## [Data for the task]
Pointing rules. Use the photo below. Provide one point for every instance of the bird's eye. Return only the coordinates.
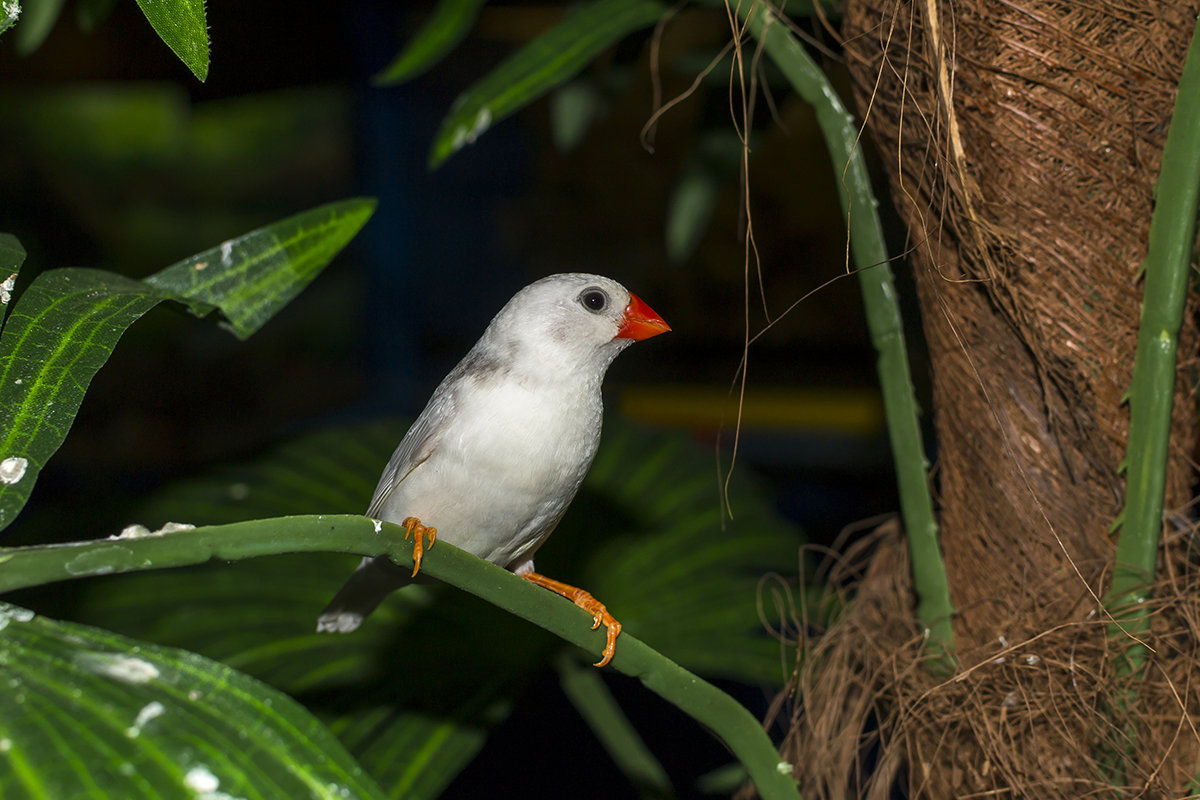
(594, 300)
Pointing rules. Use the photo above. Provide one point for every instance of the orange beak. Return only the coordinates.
(641, 322)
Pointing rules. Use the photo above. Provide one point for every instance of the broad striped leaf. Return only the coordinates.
(90, 714)
(550, 60)
(448, 25)
(180, 24)
(67, 322)
(252, 277)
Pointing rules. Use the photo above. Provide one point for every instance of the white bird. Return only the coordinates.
(505, 440)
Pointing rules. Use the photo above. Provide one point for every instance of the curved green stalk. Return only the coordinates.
(1152, 391)
(1151, 397)
(591, 697)
(30, 566)
(934, 608)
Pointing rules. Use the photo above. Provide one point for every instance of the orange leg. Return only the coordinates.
(600, 614)
(419, 533)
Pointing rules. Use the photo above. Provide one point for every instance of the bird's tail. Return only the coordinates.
(371, 583)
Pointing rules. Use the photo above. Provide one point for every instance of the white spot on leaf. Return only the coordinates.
(127, 669)
(201, 780)
(12, 469)
(149, 711)
(6, 288)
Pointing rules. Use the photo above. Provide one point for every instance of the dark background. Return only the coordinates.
(114, 156)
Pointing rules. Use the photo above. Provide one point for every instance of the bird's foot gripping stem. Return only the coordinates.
(582, 599)
(419, 533)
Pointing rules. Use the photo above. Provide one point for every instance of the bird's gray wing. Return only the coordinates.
(418, 444)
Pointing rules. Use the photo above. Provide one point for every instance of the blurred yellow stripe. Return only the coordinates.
(847, 410)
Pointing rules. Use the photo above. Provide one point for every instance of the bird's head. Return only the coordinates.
(574, 319)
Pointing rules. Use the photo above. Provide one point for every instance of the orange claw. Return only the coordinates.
(419, 533)
(582, 599)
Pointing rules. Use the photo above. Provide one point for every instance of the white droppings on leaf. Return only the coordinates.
(13, 614)
(124, 668)
(149, 711)
(10, 282)
(139, 531)
(201, 780)
(12, 469)
(132, 531)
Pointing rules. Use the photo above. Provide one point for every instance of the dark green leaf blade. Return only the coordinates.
(58, 336)
(90, 714)
(448, 25)
(251, 277)
(66, 324)
(12, 257)
(180, 24)
(550, 60)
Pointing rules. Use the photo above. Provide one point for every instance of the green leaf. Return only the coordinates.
(701, 607)
(58, 336)
(90, 714)
(448, 25)
(181, 25)
(40, 19)
(67, 322)
(9, 14)
(12, 257)
(550, 60)
(253, 276)
(649, 486)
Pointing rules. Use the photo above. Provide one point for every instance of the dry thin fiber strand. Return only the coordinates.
(1023, 140)
(1021, 719)
(1023, 143)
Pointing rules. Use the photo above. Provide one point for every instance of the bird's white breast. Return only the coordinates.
(505, 468)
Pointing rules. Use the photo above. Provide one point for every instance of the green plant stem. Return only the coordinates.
(1151, 398)
(30, 566)
(1152, 391)
(589, 695)
(934, 608)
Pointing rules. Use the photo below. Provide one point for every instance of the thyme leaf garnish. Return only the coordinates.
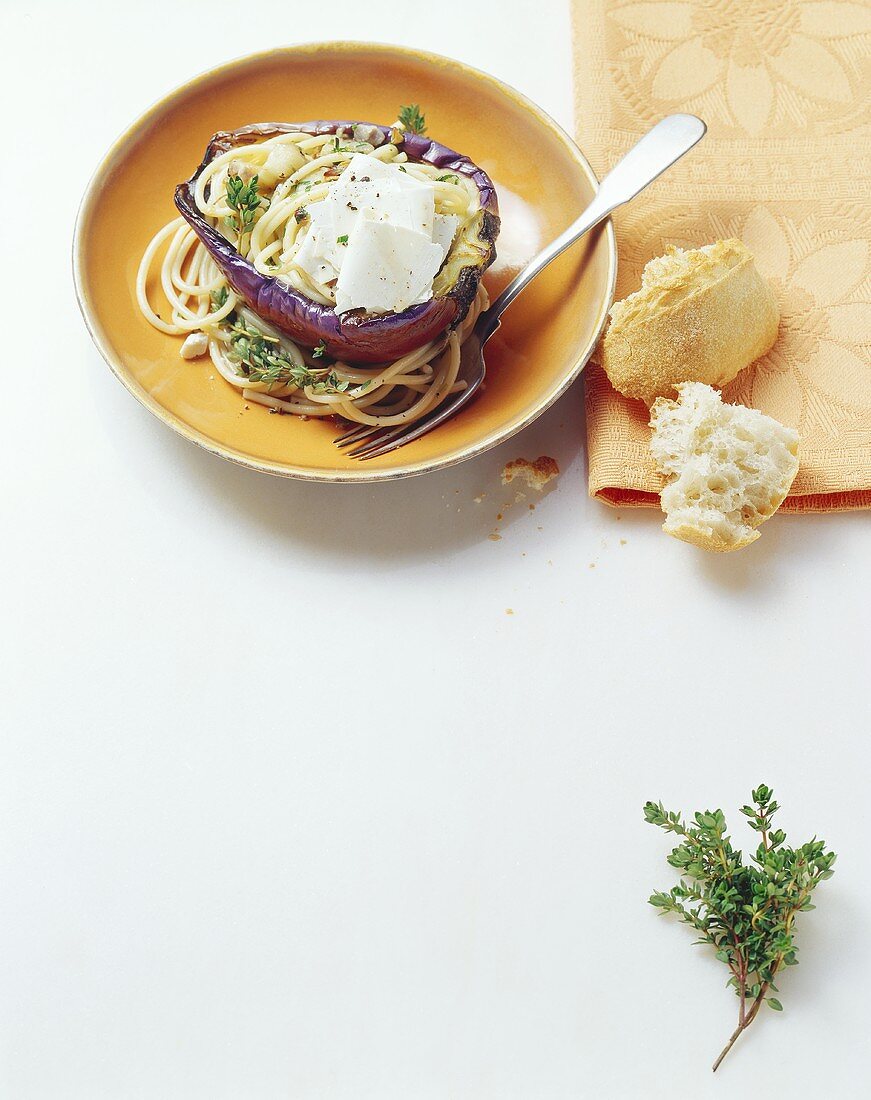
(262, 359)
(746, 913)
(412, 120)
(243, 200)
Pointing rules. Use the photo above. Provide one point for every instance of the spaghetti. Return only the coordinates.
(284, 177)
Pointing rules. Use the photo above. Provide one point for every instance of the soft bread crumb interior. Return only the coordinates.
(728, 468)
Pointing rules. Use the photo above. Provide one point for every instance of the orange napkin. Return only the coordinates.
(785, 166)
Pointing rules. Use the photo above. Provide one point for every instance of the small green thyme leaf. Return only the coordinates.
(411, 120)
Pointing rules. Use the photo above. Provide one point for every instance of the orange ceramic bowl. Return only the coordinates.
(542, 182)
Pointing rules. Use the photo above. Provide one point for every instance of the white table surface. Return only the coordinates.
(289, 805)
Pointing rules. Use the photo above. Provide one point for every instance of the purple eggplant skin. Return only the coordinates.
(350, 338)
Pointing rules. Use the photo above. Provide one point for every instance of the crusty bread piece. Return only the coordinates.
(537, 474)
(728, 468)
(701, 316)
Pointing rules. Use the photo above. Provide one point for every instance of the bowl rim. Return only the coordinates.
(363, 473)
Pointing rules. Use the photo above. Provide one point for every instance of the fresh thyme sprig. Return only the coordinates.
(262, 359)
(411, 120)
(243, 200)
(746, 913)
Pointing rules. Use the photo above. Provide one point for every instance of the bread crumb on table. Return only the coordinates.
(536, 474)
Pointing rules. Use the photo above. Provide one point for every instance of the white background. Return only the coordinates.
(289, 805)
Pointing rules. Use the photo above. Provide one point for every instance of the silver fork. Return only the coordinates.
(645, 162)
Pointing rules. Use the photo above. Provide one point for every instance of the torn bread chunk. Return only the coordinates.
(702, 315)
(727, 468)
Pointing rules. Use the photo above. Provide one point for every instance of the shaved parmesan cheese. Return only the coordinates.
(387, 267)
(378, 235)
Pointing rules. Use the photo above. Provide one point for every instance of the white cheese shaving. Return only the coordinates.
(377, 234)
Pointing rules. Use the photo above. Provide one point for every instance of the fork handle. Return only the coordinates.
(645, 162)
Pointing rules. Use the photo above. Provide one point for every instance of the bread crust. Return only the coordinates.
(707, 540)
(704, 323)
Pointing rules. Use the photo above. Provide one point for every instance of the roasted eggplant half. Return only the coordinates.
(356, 337)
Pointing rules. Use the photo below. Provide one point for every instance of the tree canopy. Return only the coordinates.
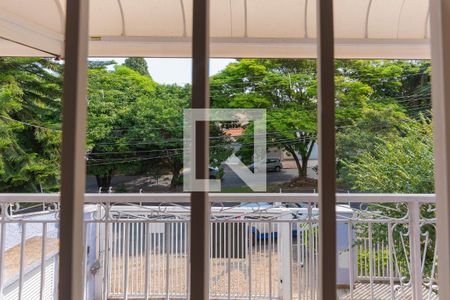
(30, 101)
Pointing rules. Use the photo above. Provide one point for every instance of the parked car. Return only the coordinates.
(214, 172)
(272, 164)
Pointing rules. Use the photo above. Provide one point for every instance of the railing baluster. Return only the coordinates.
(414, 250)
(43, 259)
(126, 257)
(372, 294)
(22, 258)
(147, 260)
(391, 260)
(4, 207)
(249, 252)
(351, 259)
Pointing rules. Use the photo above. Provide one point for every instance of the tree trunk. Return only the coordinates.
(176, 168)
(104, 182)
(300, 165)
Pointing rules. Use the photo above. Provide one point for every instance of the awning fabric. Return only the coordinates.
(239, 28)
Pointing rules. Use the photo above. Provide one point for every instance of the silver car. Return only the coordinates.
(272, 164)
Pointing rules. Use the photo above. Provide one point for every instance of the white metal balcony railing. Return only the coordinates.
(263, 246)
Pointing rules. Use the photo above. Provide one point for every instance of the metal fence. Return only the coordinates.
(262, 246)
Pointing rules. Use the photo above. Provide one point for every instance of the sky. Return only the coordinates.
(175, 70)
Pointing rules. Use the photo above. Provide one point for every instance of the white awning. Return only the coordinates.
(239, 28)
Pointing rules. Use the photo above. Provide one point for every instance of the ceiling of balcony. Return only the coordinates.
(239, 28)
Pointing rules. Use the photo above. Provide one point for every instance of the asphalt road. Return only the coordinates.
(230, 179)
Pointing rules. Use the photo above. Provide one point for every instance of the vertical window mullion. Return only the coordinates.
(327, 161)
(440, 61)
(73, 151)
(200, 212)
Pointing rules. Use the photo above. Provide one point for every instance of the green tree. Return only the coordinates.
(139, 64)
(30, 100)
(112, 96)
(400, 164)
(287, 90)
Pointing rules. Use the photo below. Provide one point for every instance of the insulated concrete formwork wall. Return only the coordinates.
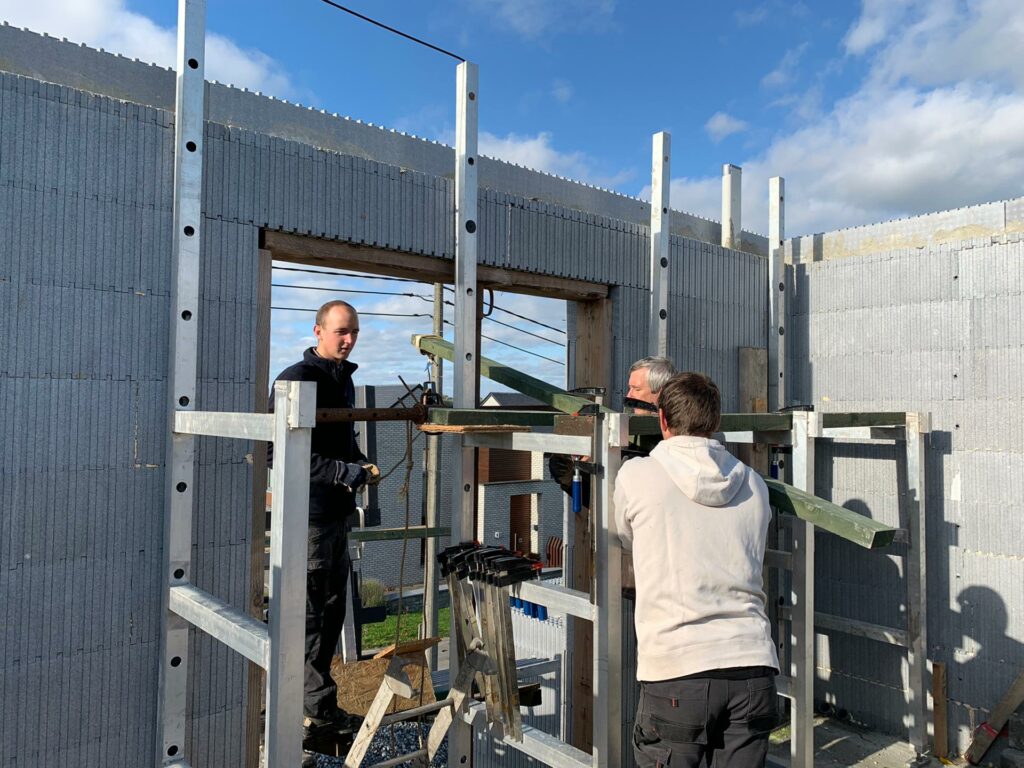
(85, 200)
(937, 330)
(85, 194)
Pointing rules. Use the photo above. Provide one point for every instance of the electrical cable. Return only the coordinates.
(514, 314)
(372, 314)
(513, 346)
(393, 30)
(351, 290)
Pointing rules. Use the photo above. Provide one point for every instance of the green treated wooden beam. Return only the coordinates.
(520, 382)
(827, 516)
(730, 423)
(463, 417)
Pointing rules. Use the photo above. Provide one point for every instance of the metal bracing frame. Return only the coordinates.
(276, 646)
(610, 433)
(660, 167)
(172, 701)
(466, 369)
(776, 294)
(808, 428)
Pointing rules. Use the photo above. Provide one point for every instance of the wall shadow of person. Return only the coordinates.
(987, 659)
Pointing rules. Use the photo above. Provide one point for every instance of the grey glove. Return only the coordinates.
(352, 476)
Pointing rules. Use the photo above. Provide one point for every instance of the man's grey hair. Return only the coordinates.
(659, 370)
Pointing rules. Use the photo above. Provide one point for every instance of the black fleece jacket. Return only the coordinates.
(333, 444)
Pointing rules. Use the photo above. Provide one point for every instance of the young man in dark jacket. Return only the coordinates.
(337, 471)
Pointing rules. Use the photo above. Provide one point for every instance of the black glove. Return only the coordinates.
(352, 476)
(560, 467)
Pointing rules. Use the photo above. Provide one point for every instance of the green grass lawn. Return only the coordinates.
(382, 634)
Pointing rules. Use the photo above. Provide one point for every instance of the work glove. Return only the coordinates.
(373, 473)
(352, 476)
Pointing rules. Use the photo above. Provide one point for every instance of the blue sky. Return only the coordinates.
(870, 109)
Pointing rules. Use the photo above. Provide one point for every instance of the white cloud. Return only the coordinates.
(929, 128)
(109, 25)
(785, 72)
(538, 153)
(721, 125)
(536, 18)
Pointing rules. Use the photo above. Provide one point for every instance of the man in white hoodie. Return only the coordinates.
(696, 520)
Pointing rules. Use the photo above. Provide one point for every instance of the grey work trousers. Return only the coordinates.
(705, 722)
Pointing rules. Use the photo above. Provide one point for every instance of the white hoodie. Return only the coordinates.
(696, 520)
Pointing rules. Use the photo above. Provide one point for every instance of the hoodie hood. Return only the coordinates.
(701, 468)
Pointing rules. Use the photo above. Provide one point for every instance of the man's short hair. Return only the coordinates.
(659, 370)
(691, 403)
(323, 311)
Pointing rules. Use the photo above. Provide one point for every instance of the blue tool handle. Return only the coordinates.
(577, 493)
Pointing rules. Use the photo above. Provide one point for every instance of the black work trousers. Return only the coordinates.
(327, 582)
(705, 722)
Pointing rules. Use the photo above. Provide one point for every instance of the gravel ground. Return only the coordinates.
(381, 749)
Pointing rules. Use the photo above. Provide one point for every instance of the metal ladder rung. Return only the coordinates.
(222, 622)
(415, 712)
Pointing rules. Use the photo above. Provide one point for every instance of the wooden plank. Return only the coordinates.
(520, 382)
(940, 713)
(827, 516)
(884, 419)
(305, 250)
(413, 646)
(255, 677)
(358, 683)
(430, 428)
(987, 732)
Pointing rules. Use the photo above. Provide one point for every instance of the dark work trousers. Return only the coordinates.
(705, 722)
(327, 579)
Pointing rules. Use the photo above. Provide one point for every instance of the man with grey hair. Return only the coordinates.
(647, 376)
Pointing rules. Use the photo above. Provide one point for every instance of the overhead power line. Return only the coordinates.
(374, 22)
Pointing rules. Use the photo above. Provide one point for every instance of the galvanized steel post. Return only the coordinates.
(806, 428)
(294, 418)
(731, 206)
(610, 435)
(776, 294)
(466, 367)
(172, 694)
(916, 430)
(660, 175)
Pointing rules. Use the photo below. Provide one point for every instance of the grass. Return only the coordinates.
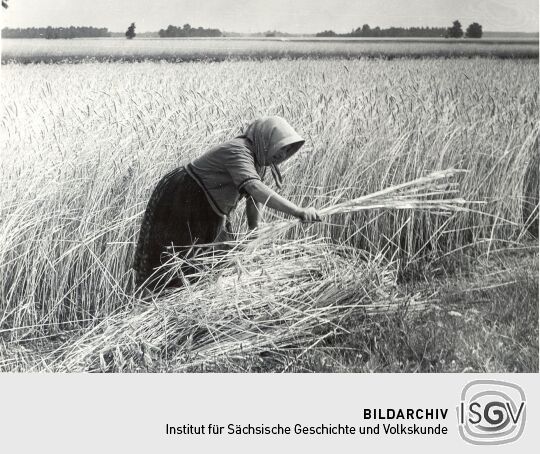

## [Exercise directions]
Pictures stay out. Return exactly the lines from the one with "short hair. Return only the coordinates." through the last line of the data.

## [The answer]
Pointing rules. Use the photo above. Provide one point for every instance of the man's short hair. Return only the coordinates.
(659, 370)
(691, 403)
(323, 311)
Pointing rules. Use the photo above. Provide one point for every instance of the blue tool handle. Return only the coordinates.
(577, 493)
Pointing rules. Use the photo above. Provide one point for every instance of the black work trousers. Return only the coordinates.
(327, 582)
(705, 722)
Pointing rules. Use the photo above. Provide one point for every instance of the gravel ground. Return only the coordinates.
(381, 749)
Pointing rules. Use the photo above. Provide one point for every instance of the metal ladder rung. Return only the coordinates.
(222, 622)
(415, 712)
Pointing rules. Use the photo above. Provide one point for every instance of the wooden plank. Return only the coordinates.
(520, 382)
(940, 713)
(827, 516)
(884, 419)
(305, 250)
(413, 646)
(255, 677)
(358, 683)
(430, 428)
(987, 732)
Pointing rules. Use the photo above. Provide one point for every instance of the dark work trousers. Return only the coordinates.
(705, 722)
(327, 579)
Pointing rules. Use the photo above. Provide one point for every instance of the man with grey hair. Return only the coordinates.
(647, 376)
Pointing rules. Use the photo above. Provide one point for every instance of the overhead power line. Return only the coordinates.
(374, 22)
Pointing rules. Use the photo above. Provide one point for every instance of the galvanized steel post. Return only the coordinates.
(806, 428)
(294, 418)
(731, 206)
(610, 435)
(776, 294)
(466, 367)
(172, 694)
(916, 430)
(660, 175)
Pointing rules. Use the photo below. Provide one point for every instance of the grass. Return only the coordinates.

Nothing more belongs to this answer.